◆ Excerpt provided
The “infrastructure” bill includes numerous other subsidies and slush funds for favored interests: little-used electric vehicle charging stations, subsidies for existing nuclear plants to protect them from the subsidies handed out to wind and solar, slush funds for vaguely defined “climate resilience” and research programs at the Department of Energy. All certainly send money out the door and put cash in the pockets of government clients, their actual economic value is seemingly irrelevant. At a time of rocketing inflation, this trillion-dollar spending spree seems especially poorly timed.

What about the politics?

The three-month delay between Senate and House passage was due to infighting among the Democratic party over linkage of the infrastructure bill with an even larger, and much more destructive, spending spree contained in a reconciliation bill that the Democrats will try to ram through without any attempt at bipartisanship. While we certainly opposed it outright, The linkage of these two pieces of legislation was among the reasons AEA fought this legislation so hard. With passage of the infrastructure bill last week and no timeline for the reconciliation bill to be completed, the immediate linkage is now seemingly broken. The only question now is whether the Democratic leadership in the House and Senate can unite the warring factions amongst their ranks and pass the budget busting monstrosity.

◆ Input data

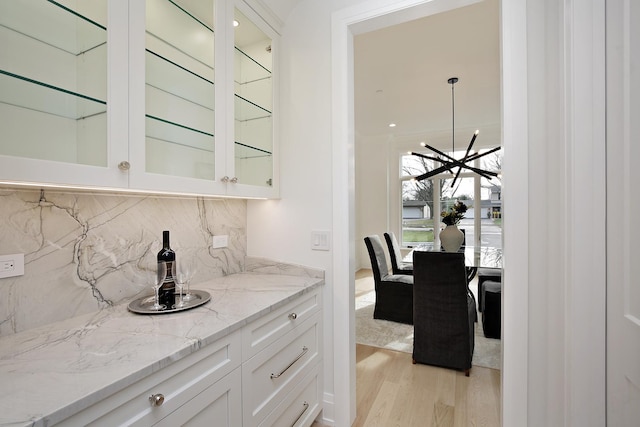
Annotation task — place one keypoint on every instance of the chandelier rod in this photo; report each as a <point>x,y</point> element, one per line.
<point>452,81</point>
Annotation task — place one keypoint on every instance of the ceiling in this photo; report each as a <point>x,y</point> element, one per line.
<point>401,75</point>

---

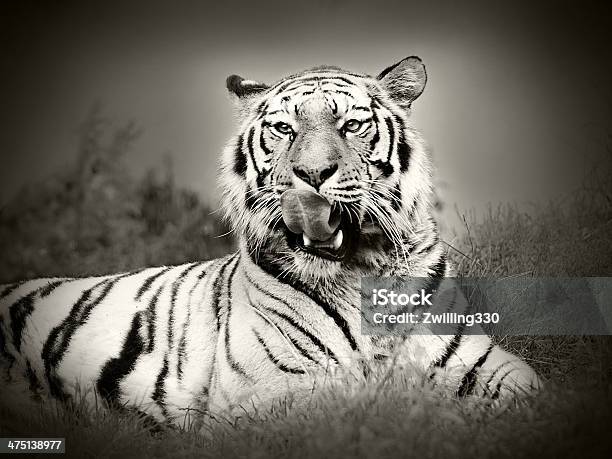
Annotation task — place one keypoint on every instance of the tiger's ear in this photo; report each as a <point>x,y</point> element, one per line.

◆ To do
[1] According to the infrastructure bill excerpt, what caused the three-month delay between Senate and House passage?
[2] Extend the excerpt about the infrastructure bill, starting right after its last sentence.

◆ Numbered answers
[1] Infighting among Democrats over linking the infrastructure bill with a larger spending bill in a reconciliation package.

[2]
Some in the administration cling to the hope that passage of the infrastructure bill somehow resuscitates the Biden agenda. But this infrastructure bill does nothing to fix the actual problems facing America today the voters are most concerned about:  the supply chain crisis and rocketing inflation. The legislation completely ignores supply disruption issues, instead choosing to simply spread government pork to everyone with a good lobbyist. As to inflation, its $550 billion boost to federal spending can only put more pressure on inflation, with that new federal money chasing workers and goods that are already in short supply. Ignoring the concerns of voters to focus on running up spending for the sake of spending does not make for a catchy campaign message.

Conclusion

The infrastructure bill spends a lot of money, can be expected to accomplish little of benefit, and is of questionable value politically. What it does not do is contribute in any way to addressing the ongoing supply chain crisis choking America’s ports and disrupting delivery of goods, nor will it do anything but add to inflationary pressure throughout the economy. That this wasteful and unnecessary legislation has consumed the attention of Congress for half the year is an indictment of the institution. We can only hope that that wasted time and wasted money are the only consequences of this legislation.